··· KUTIPAN HALAMAN ···
Kendari (ANTARA) - Pemilihan Kepala Daerah (Pilkada) Serentak 2020 di Provinsi Sulawesi Tenggara (Sultra) telah dilaksanakan pada 9 Desember 2020 lalu di tujuh kabupaten.
Tujuh kabupaten yang dijadwalkan mencari pemimpin untuk periode berikutnya, yakni Kabupaten Muna, Kolaka Timur (Koltim), Konawe Selatan (Konsel), Buton Utara (Butur), Wakatobi, Konawe Utara (Konut) dan Konawe Kepulauan (Konkep).
Dari hasil pemungutan suara di ketujuh daerah tersebut, terdapat empat daerah bersengketa, yakni Kabupaten Konawe Kepulauan, Konawe Selatan, Muna dan Wakatobi.
Sementara, tiga daerah lainnya yakni Kabupaten Konawe Utara, Buton Utara dan Kolaka Timur dinyatakan oleh MK tanpa ada sengketa sehingga dapat melakukan pleno penetapan bupati dan wakil bupati terpilih.
Berbeda dengan empat daerah bersengketa, calon bupati dan wakil bupati yang tidak merasa puas dan merasa dirugikan kemudian mengajukan gugatan Perselisihan Hasil Pemilu (PHP) Pemilihan Kepala Daerah (Pilkada) di Mahkamah Konstitusi (MK).
Empat pasangan calon bupati dan wakil bupati yang menggugat yakni Rajiun Tumada-La Pili nomor urut 2 atas Pilkada Muna, Arhawi-Hardin La Omo nomor urut 1 atas Pilkada Wakatobi.
Kemudian, Muhammad Endang SA-Wahyu Ade Pratama nomor urut 3 atas Pilkada Konawe Selatan (Konsel), dan Oheo Sinapoy-Muttaqin Siddiq nomor urut 4 atas Pilkada Konawe Kepulauan.
Keempat pemohon prinsipal yang hadir secara langsung ataupun melalui kuasa hukumnya masing-masing menyampaikan dalil dalilnya atas dugaan pelanggaran yang dilakukan oleh penyelenggara maupun pasangan calon lainnya di hadapan hakim MK.
Sidang sengketa Pilkada Konkep dan Konsel terjadwal pada 27 Januari 2021 pukul 14.00 WIB. Menyusul di hari yang sama, sidang sengketa pilkada Muna dan Wakatobi dimulai pukul 17.00 WIB
Setelah para pemohon menyampaikan dalil-dalil dan tuntutannya, di waktu berikutnya para termohon juga menyampaikan sanggahan atas dalil dalil para dari parapemohon.
··· BAHAN ···
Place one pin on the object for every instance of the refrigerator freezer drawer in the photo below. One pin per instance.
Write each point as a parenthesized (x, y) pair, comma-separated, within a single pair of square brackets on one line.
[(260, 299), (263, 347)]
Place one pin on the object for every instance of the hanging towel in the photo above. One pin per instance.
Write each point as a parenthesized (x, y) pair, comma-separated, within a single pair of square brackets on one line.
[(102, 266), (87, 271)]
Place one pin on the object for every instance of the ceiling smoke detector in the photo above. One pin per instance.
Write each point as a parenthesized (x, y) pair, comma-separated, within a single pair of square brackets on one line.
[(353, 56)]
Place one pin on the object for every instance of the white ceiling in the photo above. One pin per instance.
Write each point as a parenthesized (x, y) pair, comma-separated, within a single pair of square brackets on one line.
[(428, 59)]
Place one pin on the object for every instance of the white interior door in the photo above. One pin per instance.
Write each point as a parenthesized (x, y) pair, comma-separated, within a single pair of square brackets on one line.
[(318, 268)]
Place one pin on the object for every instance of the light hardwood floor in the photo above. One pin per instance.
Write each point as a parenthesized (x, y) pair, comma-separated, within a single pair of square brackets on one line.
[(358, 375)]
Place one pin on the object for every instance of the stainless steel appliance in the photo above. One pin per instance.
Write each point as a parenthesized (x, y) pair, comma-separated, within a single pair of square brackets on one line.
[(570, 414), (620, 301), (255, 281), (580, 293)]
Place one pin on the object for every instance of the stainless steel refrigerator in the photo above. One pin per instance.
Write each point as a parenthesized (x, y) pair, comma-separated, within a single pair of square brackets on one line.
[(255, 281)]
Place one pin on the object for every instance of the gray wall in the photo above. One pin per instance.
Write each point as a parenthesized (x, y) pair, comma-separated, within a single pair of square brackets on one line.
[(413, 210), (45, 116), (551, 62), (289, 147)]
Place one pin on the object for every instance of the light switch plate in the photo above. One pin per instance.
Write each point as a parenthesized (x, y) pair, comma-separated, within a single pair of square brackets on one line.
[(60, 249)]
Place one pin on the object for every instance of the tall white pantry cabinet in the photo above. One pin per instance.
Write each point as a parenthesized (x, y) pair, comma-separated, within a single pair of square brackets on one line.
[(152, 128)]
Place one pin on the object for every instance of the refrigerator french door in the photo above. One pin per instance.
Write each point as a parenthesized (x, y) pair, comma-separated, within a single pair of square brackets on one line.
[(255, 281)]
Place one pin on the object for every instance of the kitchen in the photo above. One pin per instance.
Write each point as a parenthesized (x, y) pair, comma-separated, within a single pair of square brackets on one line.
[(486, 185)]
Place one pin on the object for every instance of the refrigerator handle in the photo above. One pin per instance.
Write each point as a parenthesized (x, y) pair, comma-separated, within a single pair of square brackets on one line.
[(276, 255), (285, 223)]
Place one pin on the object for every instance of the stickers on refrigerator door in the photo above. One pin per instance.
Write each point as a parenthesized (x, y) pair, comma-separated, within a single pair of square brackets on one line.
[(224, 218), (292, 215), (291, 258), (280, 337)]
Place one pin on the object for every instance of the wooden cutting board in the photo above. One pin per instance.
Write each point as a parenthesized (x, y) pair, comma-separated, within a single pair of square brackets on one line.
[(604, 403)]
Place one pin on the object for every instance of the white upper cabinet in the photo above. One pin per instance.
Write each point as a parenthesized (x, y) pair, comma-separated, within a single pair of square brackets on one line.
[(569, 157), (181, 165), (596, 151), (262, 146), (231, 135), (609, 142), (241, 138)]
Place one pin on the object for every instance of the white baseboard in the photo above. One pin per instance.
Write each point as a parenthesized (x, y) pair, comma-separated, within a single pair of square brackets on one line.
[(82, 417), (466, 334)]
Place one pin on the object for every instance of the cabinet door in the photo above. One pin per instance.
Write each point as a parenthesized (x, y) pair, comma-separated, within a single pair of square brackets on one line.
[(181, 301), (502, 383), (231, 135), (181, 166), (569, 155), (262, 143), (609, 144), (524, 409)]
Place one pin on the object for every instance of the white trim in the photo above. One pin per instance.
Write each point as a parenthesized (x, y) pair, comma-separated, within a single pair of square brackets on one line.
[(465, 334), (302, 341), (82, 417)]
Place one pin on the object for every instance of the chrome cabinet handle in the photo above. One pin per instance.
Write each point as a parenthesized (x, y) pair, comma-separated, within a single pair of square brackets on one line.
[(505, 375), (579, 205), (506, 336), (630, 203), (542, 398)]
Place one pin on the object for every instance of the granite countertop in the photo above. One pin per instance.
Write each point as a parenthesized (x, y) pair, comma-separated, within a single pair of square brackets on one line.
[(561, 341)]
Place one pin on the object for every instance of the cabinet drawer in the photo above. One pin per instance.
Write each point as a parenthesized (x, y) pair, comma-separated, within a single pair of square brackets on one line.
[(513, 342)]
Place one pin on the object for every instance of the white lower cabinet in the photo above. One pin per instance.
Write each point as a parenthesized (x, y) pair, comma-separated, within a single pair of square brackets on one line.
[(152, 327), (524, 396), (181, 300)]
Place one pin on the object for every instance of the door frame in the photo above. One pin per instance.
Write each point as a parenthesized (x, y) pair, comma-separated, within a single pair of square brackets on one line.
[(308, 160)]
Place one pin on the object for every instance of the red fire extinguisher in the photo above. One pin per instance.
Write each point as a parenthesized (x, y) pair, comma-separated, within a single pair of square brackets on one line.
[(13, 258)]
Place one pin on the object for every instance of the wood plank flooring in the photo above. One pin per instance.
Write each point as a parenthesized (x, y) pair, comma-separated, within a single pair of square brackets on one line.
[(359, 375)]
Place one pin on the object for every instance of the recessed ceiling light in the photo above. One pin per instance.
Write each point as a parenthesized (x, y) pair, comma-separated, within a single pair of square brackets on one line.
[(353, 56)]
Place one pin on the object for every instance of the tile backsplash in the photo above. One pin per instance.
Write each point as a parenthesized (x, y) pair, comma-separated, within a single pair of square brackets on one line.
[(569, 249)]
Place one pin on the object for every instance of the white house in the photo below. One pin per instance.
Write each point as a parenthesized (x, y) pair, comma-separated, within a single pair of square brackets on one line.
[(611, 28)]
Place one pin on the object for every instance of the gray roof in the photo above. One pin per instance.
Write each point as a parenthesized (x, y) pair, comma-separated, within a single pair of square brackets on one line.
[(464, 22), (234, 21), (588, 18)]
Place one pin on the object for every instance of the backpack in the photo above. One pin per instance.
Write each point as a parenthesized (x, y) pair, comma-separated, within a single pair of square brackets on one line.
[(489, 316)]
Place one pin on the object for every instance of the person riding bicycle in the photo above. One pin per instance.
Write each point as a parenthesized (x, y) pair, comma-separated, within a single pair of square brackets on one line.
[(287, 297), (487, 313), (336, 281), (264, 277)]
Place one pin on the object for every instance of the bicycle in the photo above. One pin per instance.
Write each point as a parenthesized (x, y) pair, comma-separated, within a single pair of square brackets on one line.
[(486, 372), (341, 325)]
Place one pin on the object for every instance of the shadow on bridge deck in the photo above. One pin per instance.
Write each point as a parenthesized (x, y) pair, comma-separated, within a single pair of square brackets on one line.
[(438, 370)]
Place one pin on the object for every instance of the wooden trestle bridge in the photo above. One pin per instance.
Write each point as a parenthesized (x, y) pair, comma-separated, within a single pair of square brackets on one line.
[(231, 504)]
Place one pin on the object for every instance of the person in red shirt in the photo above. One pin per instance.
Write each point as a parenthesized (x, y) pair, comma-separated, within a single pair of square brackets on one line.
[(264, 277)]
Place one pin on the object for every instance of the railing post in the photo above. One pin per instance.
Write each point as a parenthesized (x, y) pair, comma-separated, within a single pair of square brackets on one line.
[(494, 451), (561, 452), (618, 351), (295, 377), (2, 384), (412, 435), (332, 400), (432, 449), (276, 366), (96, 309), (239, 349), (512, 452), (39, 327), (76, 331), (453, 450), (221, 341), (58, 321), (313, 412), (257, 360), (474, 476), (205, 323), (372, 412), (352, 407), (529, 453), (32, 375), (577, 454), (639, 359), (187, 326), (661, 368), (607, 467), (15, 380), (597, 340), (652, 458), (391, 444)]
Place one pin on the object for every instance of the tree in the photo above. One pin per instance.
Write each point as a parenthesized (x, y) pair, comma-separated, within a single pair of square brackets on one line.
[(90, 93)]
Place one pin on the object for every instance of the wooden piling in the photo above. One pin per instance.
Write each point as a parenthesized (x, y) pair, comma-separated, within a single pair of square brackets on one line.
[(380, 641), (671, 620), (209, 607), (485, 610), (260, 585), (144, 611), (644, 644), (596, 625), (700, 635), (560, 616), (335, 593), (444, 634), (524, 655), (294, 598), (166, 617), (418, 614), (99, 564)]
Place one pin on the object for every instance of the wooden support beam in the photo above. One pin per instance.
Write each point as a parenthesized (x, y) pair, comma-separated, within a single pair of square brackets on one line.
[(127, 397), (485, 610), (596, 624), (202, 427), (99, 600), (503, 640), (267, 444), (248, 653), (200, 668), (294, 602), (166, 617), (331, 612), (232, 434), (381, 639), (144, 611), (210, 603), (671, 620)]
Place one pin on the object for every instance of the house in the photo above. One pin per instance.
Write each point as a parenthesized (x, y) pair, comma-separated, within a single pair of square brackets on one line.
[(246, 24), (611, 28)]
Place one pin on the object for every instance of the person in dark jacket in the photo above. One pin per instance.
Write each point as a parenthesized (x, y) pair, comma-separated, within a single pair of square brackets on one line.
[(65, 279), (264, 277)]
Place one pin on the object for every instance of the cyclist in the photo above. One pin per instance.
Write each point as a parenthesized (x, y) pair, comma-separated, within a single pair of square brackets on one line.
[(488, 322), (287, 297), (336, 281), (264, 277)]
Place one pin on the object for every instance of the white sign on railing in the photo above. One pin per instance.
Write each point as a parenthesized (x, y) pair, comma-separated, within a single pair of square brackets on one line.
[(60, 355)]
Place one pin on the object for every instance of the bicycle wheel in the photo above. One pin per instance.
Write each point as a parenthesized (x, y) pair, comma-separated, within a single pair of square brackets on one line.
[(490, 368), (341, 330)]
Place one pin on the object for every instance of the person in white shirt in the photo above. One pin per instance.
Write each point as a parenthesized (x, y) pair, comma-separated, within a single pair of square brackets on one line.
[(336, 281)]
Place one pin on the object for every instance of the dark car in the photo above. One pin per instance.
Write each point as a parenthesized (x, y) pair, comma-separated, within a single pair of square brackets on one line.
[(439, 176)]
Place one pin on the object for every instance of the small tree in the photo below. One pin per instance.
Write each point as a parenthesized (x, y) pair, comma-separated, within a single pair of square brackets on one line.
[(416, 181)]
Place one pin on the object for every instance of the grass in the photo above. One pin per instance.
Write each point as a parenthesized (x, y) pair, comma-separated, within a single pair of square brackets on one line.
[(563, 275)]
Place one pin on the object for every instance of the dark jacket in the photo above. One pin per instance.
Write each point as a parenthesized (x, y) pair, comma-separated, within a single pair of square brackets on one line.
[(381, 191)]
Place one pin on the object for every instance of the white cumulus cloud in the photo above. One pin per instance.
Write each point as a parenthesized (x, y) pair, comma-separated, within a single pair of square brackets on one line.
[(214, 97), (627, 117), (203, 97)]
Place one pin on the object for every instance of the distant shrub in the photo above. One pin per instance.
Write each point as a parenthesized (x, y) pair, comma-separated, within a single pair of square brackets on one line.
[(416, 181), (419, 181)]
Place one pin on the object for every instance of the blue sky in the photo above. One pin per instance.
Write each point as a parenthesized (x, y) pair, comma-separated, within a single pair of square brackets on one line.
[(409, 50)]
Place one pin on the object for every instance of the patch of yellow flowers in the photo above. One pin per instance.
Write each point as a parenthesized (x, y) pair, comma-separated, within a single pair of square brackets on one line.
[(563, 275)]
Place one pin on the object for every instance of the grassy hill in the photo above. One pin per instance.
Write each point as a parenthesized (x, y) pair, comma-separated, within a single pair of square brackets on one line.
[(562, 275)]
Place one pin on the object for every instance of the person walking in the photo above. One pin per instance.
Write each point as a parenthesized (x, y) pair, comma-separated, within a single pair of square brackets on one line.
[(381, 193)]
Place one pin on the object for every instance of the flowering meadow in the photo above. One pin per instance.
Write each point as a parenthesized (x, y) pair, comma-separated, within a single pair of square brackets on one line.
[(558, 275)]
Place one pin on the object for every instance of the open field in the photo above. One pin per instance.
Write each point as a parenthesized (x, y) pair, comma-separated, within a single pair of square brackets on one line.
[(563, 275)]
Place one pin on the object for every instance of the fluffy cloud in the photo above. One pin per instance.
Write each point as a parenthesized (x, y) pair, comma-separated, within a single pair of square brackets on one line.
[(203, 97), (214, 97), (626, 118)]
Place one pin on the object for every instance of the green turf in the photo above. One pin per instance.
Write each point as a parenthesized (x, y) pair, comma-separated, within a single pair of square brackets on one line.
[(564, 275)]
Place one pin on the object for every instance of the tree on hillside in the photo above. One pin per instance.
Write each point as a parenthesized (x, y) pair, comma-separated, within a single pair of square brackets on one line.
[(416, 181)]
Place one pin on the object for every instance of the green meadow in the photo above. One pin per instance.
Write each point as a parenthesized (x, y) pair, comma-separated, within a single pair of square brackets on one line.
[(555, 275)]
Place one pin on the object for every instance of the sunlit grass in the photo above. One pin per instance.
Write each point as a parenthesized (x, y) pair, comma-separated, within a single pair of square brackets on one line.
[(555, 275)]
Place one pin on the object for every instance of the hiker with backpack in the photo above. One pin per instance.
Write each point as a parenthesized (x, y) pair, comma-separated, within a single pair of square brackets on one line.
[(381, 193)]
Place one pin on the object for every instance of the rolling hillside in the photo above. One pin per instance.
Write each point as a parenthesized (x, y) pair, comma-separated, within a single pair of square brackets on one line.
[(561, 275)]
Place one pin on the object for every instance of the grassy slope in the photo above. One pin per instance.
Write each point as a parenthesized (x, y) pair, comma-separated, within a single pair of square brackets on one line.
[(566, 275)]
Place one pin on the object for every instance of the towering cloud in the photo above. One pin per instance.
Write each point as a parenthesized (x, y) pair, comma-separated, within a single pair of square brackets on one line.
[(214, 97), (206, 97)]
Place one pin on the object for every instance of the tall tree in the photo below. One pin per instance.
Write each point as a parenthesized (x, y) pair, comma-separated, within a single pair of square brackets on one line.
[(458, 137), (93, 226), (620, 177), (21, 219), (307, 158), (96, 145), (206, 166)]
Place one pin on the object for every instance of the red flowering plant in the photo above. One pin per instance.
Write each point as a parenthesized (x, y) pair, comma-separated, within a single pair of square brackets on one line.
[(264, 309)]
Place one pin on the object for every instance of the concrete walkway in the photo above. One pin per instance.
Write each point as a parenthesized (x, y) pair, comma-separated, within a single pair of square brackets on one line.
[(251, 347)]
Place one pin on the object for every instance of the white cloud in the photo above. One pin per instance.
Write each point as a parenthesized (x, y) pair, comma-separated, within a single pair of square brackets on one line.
···
■ **DAFTAR TUGAS**
- A) Tentukan apakah setiap pernyataan berikut sesuai dengan kutipan halaman: (i) Pilkada Serentak 2020 di Sulawesi Tenggara dilaksanakan pada 9 Desember 2020; (ii) Kabupaten Kolaka Timur termasuk daerah yang bersengketa; (iii) sidang sengketa Pilkada Muna dan Wakatobi dimulai pukul 14.00 WIB. Jawab ya atau tidak untuk masing-masing, lalu sertakan kutipan persis dari teks yang menjadi penentunya.
- B) Menurut kutipan halaman, berapa nomor urut pasangan Oheo Sinapoy-Muttaqin Siddiq?
- C) Salin dengan tepat bagian kutipan halaman yang dimulai dari "Kendari (ANTARA) - Pemilihan" dan berakhir pada "Konawe Kepulauan (Konkep).".

■ **JAWABAN TIAP TUGAS**
- A)
(i) Ya: "telah dilaksanakan pada 9 Desember 2020 lalu di tujuh kabupaten"
(ii) Tidak: "tiga daerah lainnya yakni Kabupaten Konawe Utara, Buton Utara dan Kolaka Timur dinyatakan oleh MK tanpa ada sengketa"
(iii) Tidak: "sidang sengketa pilkada Muna dan Wakatobi dimulai pukul 17.00 WIB"

- B) Nomor urut 4.

- C)
Kendari (ANTARA) - Pemilihan Kepala Daerah (Pilkada) Serentak 2020 di Provinsi Sulawesi Tenggara (Sultra) telah dilaksanakan pada 9 Desember 2020 lalu di tujuh kabupaten.
Tujuh kabupaten yang dijadwalkan mencari pemimpin untuk periode berikutnya, yakni Kabupaten Muna, Kolaka Timur (Koltim), Konawe Selatan (Konsel), Buton Utara (Butur), Wakatobi, Konawe Utara (Konut) dan Konawe Kepulauan (Konkep).